• _DOCUMENT SOURCE_:
◇ ◇ ◇ ◇ ◇ ◇ ◇

Dans « Mon amie c’est la finance ! Comment François Hollande a plié devant les banquiers » les journalistes Adrien de Tricornot (Le Monde), Mathias Thépot (La Tribune) et Franck Dedieu (L’Expansion / L’Express), avec le professeur Gaël Giraud (Sorbonne, CNRS…), démontrent comment le lobby bancaire a sabordé la loi de séparation des activités spéculatives promise par François Hollande. Infos notables et morceaux choisis.
Deuxième partie : Le complot des banques contre la séparation de leurs activités spéculatives
Après les éléments factuels et chiffrés sur les enjeux de la séparation bancaire au regard du soi-disant modèle français de banque universelle (lire Les secrets inavouables de la fausse loi de séparation bancaire), examinons la façon dont le lobby bancaire a pris la main sur l’administration et le corps législatif pour s’approprier le projet de loi de séparation bancaire, et le détourner de sa vocation initiale, à son profit.
Il faut d’abord relire avec un autre regard le discours de campagne électorale du candidat François Hollande, le 22 janvier 2012 au Bourget : « Mon véritable adversaire, annonce le futur président. Il n’a pas de nom, pas de visage, pas de parti, il ne présentera jamais sa candidature, il ne sera donc pas élu, et pourtant il gouverne. Cet adversaire, c’est le monde de la finance. Sous nos yeux, en vingt ans, la finance a pris le contrôle de l’économie, de la société, et même de nos vies (…) Ainsi la finance s’est affranchie de toute règle, de toute morale, de tout contrôle » (p.31).
S’il a pu induire en erreur sur la capacité d’un quelconque président de la République à imposer ses choix aux banques, le discours du candidat Hollande demeure d’une grande clairvoyance sur le pouvoir réel de cet adversaire désigné des citoyens. Il le dit : le monde de la finance n’est « pas élu, et pourtant il gouverne ». Le destin de sa promesse électorale lui donnera au moins raison sur ce point.
Revenons sur ce point 7 des promesses électorales de François Hollande : « Je séparerai les activités des banques qui sont utiles à l’investissement et à l’emploi, de leurs opérations spéculatives. J’interdirai aux banques françaises d’exercer dans les paradis fiscaux. Il sera mis fin aux produits financiers toxiques qui enrichissent les spéculateurs et menacent l’économie » (p.32). Et admirons maintenant la maestria avec laquelle les lobbies bancaires ont comploté, entre l’élection au pouvoir (presque) suprême du promoteur de ce projet, le 6 mai 2012, et ce qu’il en reste dans la « loi n° 2013-672 du 26 juillet 2013 de séparation et de régulation des activités bancaires ».

◇ ◇ ◇ ◇ ◇ ◇ ◇

• _DONNÉES À TRAITER_:
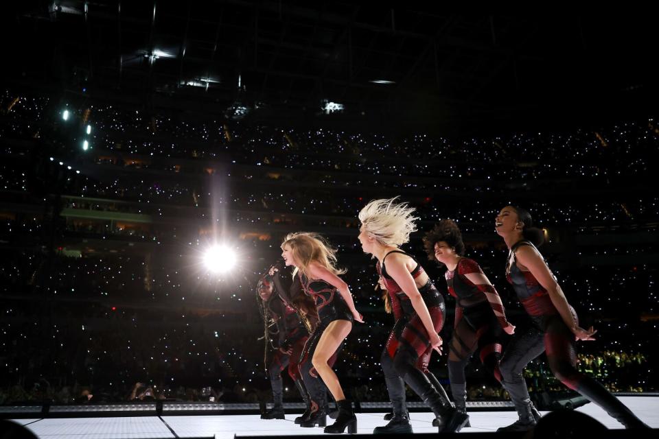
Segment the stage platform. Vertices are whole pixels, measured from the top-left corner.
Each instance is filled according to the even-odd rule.
[[[618,396],[645,423],[659,428],[659,396]],[[610,429],[622,426],[594,404],[576,409],[592,416]],[[544,413],[543,413],[544,414]],[[358,413],[358,434],[371,434],[373,429],[386,423],[382,413]],[[258,436],[303,436],[323,434],[319,427],[301,428],[293,423],[298,414],[286,415],[286,420],[264,420],[257,414],[213,414],[180,416],[137,416],[104,417],[58,417],[13,419],[43,439],[132,439],[154,438],[216,438],[233,439]],[[470,428],[464,433],[493,432],[516,420],[514,412],[470,412]],[[410,414],[415,433],[436,433],[429,412]],[[328,423],[332,419],[327,418]],[[656,431],[655,431],[656,432]],[[471,436],[471,435],[467,435]],[[487,434],[484,436],[487,437]]]

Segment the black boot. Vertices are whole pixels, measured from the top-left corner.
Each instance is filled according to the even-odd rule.
[[[284,414],[284,385],[281,378],[279,379],[270,379],[270,383],[273,386],[273,399],[275,406],[261,415],[261,419],[286,419]]]
[[[437,418],[439,432],[457,433],[462,429],[469,420],[467,414],[456,410],[446,396],[446,394],[437,392],[423,372],[416,368],[408,370],[405,375],[405,382],[432,410]]]
[[[531,402],[526,381],[523,380],[516,383],[502,381],[501,383],[510,394],[510,399],[515,404],[515,409],[517,410],[519,419],[510,425],[497,429],[496,431],[503,433],[528,431],[535,427],[537,420],[540,419],[540,414]]]
[[[408,418],[410,417],[410,412],[407,410],[405,410],[405,415]],[[386,414],[384,416],[382,416],[382,419],[384,419],[384,420],[391,420],[392,418],[393,418],[393,410],[392,410],[391,412],[389,412],[389,413]]]
[[[510,425],[496,429],[497,432],[528,431],[535,427],[535,424],[537,423],[533,413],[535,407],[533,407],[531,400],[516,403],[515,408],[517,410],[517,414],[520,418]],[[537,412],[537,410],[535,410],[535,412]]]
[[[580,394],[602,407],[605,412],[618,422],[630,429],[650,428],[643,421],[636,417],[626,405],[614,396],[603,385],[586,377],[579,381],[576,389]]]
[[[338,405],[338,416],[336,416],[336,420],[332,425],[327,425],[325,427],[325,433],[343,433],[345,427],[348,427],[348,433],[355,434],[357,433],[357,416],[352,410],[352,402],[347,399],[343,399],[336,401]]]
[[[311,396],[311,412],[309,416],[300,423],[300,427],[325,427],[327,425],[327,396],[323,386]]]
[[[439,380],[437,379],[437,377],[435,376],[435,374],[433,374],[432,372],[428,371],[426,372],[426,377],[428,378],[428,381],[430,381],[430,383],[432,385],[432,387],[434,387],[435,389],[439,394],[439,396],[444,400],[449,401],[448,395],[446,394],[446,390],[444,390],[444,386],[441,385],[441,383],[440,383]],[[452,385],[451,385],[451,388],[452,389],[453,388]],[[466,399],[467,394],[466,392],[463,392],[463,393],[465,393],[464,399]],[[454,396],[454,399],[455,399]],[[457,401],[457,400],[456,400],[456,401]],[[456,404],[454,406],[456,408],[458,408],[457,403],[456,403]],[[464,413],[465,414],[467,414],[467,410],[465,407],[466,407],[466,405],[462,405],[462,410],[460,410],[460,411]],[[435,419],[432,420],[432,427],[439,427],[439,423],[440,423],[439,419],[435,418]],[[461,428],[464,428],[465,427],[471,427],[471,426],[472,426],[471,424],[469,423],[469,416],[467,415],[467,423],[465,424]]]
[[[407,434],[413,433],[410,416],[405,408],[405,401],[396,400],[391,401],[391,417],[389,423],[384,427],[376,427],[373,434]],[[385,419],[386,420],[386,419]]]
[[[455,409],[467,414],[467,390],[464,384],[451,384],[451,393],[453,394],[453,401]],[[469,415],[467,415],[467,423],[465,427],[471,427],[469,422]]]
[[[302,416],[295,418],[295,423],[300,424],[311,414],[311,399],[309,398],[309,394],[307,393],[307,390],[304,388],[304,383],[301,379],[295,380],[295,387],[297,388],[297,391],[300,392],[300,395],[302,396],[302,401],[307,406]]]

◇ ◇ ◇ ◇ ◇ ◇ ◇

• _TÂCHES À RÉALISER_:
#1 D'après le document source, à quelle date et en quel lieu François Hollande a-t-il prononcé le discours de campagne cité ?
#2 Extrayez de la liste chaque ligne contenant le mot entier « whole ». La casse doit être respectée.

• _CORRIGÉ_:
#1 Le 22 janvier 2012, au Bourget.

#2
Segment the stage platform. Vertices are whole pixels, measured from the top-left corner.
Segment the black boot. Vertices are whole pixels, measured from the top-left corner.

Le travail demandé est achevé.